**What you have to do:** Transcribe the lines below verbatim, skipping the images.

......

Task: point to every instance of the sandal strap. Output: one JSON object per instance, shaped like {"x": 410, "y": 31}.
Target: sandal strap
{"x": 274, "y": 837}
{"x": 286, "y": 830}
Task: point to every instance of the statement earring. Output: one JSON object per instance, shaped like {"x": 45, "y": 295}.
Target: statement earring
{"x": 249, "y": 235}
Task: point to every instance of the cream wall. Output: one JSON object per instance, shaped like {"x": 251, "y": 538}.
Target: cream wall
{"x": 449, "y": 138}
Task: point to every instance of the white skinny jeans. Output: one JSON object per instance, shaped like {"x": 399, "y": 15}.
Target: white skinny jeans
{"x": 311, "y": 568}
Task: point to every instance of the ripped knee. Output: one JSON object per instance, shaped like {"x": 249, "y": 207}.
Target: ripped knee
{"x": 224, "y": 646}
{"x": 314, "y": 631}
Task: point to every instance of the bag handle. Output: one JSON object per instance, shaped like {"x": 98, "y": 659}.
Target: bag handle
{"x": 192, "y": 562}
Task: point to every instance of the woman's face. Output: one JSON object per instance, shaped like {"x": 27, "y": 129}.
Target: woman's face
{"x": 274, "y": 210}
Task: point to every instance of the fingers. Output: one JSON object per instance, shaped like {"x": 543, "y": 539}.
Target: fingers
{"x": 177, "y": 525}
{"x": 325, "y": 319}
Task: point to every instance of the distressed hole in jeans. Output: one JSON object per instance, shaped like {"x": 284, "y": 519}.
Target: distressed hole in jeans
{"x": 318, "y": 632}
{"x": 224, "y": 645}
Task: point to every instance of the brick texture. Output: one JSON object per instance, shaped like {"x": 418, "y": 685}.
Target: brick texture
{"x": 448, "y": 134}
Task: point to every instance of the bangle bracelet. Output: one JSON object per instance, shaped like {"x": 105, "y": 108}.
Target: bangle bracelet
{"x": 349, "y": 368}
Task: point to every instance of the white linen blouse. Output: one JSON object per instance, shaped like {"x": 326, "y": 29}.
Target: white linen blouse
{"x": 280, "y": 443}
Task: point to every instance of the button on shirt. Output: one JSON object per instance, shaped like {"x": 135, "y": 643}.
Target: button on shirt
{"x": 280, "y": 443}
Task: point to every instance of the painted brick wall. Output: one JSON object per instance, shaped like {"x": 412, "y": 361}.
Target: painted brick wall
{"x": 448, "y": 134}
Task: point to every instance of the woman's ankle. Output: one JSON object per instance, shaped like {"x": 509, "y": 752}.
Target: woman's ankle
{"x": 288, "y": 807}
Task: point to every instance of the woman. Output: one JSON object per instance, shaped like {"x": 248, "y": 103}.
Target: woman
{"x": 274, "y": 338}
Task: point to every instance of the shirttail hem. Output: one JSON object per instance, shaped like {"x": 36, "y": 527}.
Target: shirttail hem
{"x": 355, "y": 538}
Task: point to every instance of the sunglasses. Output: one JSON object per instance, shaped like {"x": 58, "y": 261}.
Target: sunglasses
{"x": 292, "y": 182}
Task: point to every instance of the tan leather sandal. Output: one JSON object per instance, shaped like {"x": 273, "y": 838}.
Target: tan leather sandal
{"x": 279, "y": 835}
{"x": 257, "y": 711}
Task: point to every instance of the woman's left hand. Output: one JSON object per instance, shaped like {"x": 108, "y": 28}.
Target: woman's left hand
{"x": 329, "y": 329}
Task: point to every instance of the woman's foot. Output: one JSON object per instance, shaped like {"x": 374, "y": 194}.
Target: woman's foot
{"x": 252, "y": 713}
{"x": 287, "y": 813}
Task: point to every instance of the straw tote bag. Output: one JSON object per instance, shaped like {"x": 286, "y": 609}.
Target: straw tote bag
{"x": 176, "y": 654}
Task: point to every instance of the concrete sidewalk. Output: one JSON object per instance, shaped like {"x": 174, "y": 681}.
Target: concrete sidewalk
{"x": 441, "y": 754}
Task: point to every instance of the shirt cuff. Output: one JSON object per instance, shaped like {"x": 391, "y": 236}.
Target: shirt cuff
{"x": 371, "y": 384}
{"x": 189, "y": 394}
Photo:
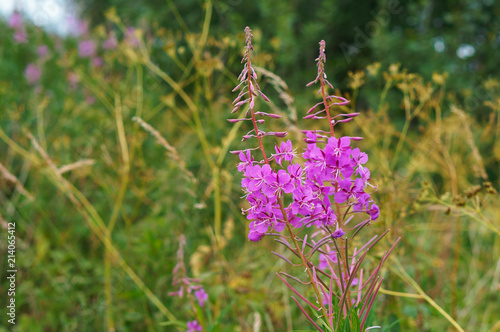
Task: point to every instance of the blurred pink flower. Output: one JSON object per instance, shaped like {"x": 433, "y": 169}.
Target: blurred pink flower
{"x": 73, "y": 80}
{"x": 16, "y": 20}
{"x": 111, "y": 42}
{"x": 97, "y": 62}
{"x": 42, "y": 50}
{"x": 32, "y": 73}
{"x": 90, "y": 99}
{"x": 86, "y": 48}
{"x": 130, "y": 37}
{"x": 20, "y": 37}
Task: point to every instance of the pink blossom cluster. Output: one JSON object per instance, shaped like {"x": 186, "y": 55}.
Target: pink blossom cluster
{"x": 332, "y": 179}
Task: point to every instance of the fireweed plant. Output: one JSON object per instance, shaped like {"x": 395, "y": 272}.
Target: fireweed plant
{"x": 326, "y": 189}
{"x": 189, "y": 288}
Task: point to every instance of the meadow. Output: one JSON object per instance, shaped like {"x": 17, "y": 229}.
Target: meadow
{"x": 115, "y": 152}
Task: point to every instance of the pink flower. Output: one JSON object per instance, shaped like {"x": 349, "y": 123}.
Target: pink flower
{"x": 111, "y": 42}
{"x": 193, "y": 326}
{"x": 32, "y": 73}
{"x": 201, "y": 296}
{"x": 20, "y": 37}
{"x": 16, "y": 21}
{"x": 86, "y": 48}
{"x": 130, "y": 37}
{"x": 97, "y": 62}
{"x": 42, "y": 50}
{"x": 73, "y": 80}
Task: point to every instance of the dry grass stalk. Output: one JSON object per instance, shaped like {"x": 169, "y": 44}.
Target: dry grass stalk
{"x": 9, "y": 177}
{"x": 171, "y": 151}
{"x": 78, "y": 164}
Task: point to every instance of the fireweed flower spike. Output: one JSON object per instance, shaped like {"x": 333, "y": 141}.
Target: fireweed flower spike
{"x": 327, "y": 189}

......

**Response to the exercise:**
Task: point to every instance of the sandal strap. Output: one JSON object per instance, shaped like {"x": 410, "y": 31}.
Target: sandal strap
{"x": 274, "y": 837}
{"x": 286, "y": 830}
Task: point to every instance of the statement earring. Output: one JSON object per instance, shaped like {"x": 45, "y": 295}.
Target: statement earring
{"x": 249, "y": 235}
Task: point to every instance of the cream wall. Output: one JSON object per instance, shaped like {"x": 251, "y": 538}.
Target: cream wall
{"x": 449, "y": 138}
Task: point to every instance of the white skinny jeans. Output: one JSON object per instance, shaped like {"x": 399, "y": 15}.
Target: white skinny jeans
{"x": 311, "y": 568}
Task: point to every instance of the ripped knee. Output: one JSON object per instance, shaped like {"x": 249, "y": 207}.
Target: ripped knee
{"x": 224, "y": 646}
{"x": 314, "y": 631}
Task: point to every instance of the bag handle. Output: one JSON object per instance, shaped like {"x": 98, "y": 659}.
Target: bag handle
{"x": 192, "y": 562}
Task: point to every instance of the woman's face. Output: one JSON object per instance, shaped like {"x": 27, "y": 129}.
Target: woman's face
{"x": 274, "y": 210}
Task: point to every instance of the fingers. Output: one JSON object per instance, shaped like {"x": 543, "y": 539}.
Target: fingers
{"x": 177, "y": 525}
{"x": 325, "y": 319}
Task: point to every instance of the distressed hole in jeans. Output: one JSON object per instance, shaped like {"x": 284, "y": 519}.
Target: distressed hole in jeans
{"x": 318, "y": 632}
{"x": 224, "y": 645}
Task: point to every instance of the brick texture. Output: one JSON object per instance, shaped like {"x": 418, "y": 685}.
Target: brick texture
{"x": 448, "y": 134}
Task: point to every instance of the bangle bracelet. Output: one JSON object per instance, shaped like {"x": 105, "y": 108}.
Target: bangle bracelet
{"x": 349, "y": 368}
Task: point to every instance of the white linen blouse. Output: one JSON object per instance, shaped like {"x": 326, "y": 29}.
Target: white linen blouse
{"x": 280, "y": 443}
Task: point to every instance of the button on shirt. Output: one JSON object per instance, shaped like {"x": 135, "y": 643}.
Target: button on shirt
{"x": 280, "y": 443}
Task: point to every instance of the painted brick wall. Output: one JSON object per instance, shaped like {"x": 412, "y": 361}.
Target: painted brick wall
{"x": 448, "y": 134}
Task: point to every instance of the woman's ankle. Output: one JSON object per instance, shaped like {"x": 509, "y": 752}.
Target: woman's ankle
{"x": 288, "y": 807}
Task: point to every instance of the woman. Output: one JSON object per instance, shaped like {"x": 248, "y": 103}.
Target: woman
{"x": 274, "y": 338}
Task: point to every instance of the shirttail hem. Output: one JSON object per instance, shaped like {"x": 36, "y": 527}.
Target: shirttail hem
{"x": 355, "y": 538}
Task: point to every instance of the sunglasses. Output: one JSON object per instance, shaped like {"x": 58, "y": 261}.
Target: sunglasses
{"x": 292, "y": 182}
Task: point to every instance of the tan leather sandal. Output: one JSON object per instance, shaped like {"x": 273, "y": 838}.
Target: tan leather sandal
{"x": 279, "y": 835}
{"x": 257, "y": 711}
Task: point to every instance of the woman's left hand. Output: one JSON object per instance, shaped like {"x": 108, "y": 28}.
Target: woman's left hand
{"x": 329, "y": 329}
Task: point to every instance of the woman's foot. Output: one JSON object per instance, shaped like {"x": 374, "y": 194}.
Target: woman's foot
{"x": 252, "y": 713}
{"x": 287, "y": 813}
Task: point to every instance of the straw tote bag. Output: one JSON object per instance, shaped like {"x": 286, "y": 609}.
Target: straw tote bag
{"x": 176, "y": 654}
Task: point to every instance of the concrete sidewalk. Output: one JSON object per instance, shaped like {"x": 174, "y": 681}.
Target: concrete sidewalk
{"x": 441, "y": 754}
Task: point to every instance of the shirt cuff. Output: one JSON object per instance, shaped like {"x": 391, "y": 236}.
Target: shirt cuff
{"x": 371, "y": 384}
{"x": 189, "y": 394}
Photo:
Task: point to every instance of the blurred pink flower. Output: one JSON object per instance, shaped like {"x": 433, "y": 169}.
Target: blurred pink flower
{"x": 73, "y": 80}
{"x": 16, "y": 20}
{"x": 111, "y": 42}
{"x": 97, "y": 62}
{"x": 42, "y": 50}
{"x": 32, "y": 73}
{"x": 90, "y": 99}
{"x": 86, "y": 48}
{"x": 130, "y": 37}
{"x": 20, "y": 37}
Task: point to every instance of the pink blossom cluster. Output: one JSON object per instance, shaped like {"x": 186, "y": 55}.
Target: pink blossom cluster
{"x": 332, "y": 179}
Task: point to every instance of the fireweed plant. Output: one JSON object per instance, shaped like {"x": 395, "y": 272}.
Target: fireweed plant
{"x": 326, "y": 189}
{"x": 189, "y": 288}
Task: point to every instance of the meadow. Output: one JSON object per instance, shaped like {"x": 17, "y": 229}.
Target: meadow
{"x": 115, "y": 152}
Task: point to every instance of the pink flower. Output: one JSON object per instance, shaped like {"x": 349, "y": 123}.
Target: pink flower
{"x": 111, "y": 42}
{"x": 193, "y": 326}
{"x": 32, "y": 73}
{"x": 201, "y": 296}
{"x": 20, "y": 37}
{"x": 16, "y": 21}
{"x": 86, "y": 48}
{"x": 130, "y": 37}
{"x": 97, "y": 62}
{"x": 42, "y": 50}
{"x": 73, "y": 80}
Task: point to every instance of the dry grass stalk. Output: one JSON object per instance, shaped like {"x": 169, "y": 44}.
Target: dry grass stalk
{"x": 9, "y": 177}
{"x": 171, "y": 151}
{"x": 78, "y": 164}
Task: point to every instance of the fireweed flower spike. Output: one JSON object per instance, shaped like {"x": 333, "y": 141}.
Target: fireweed flower spike
{"x": 327, "y": 189}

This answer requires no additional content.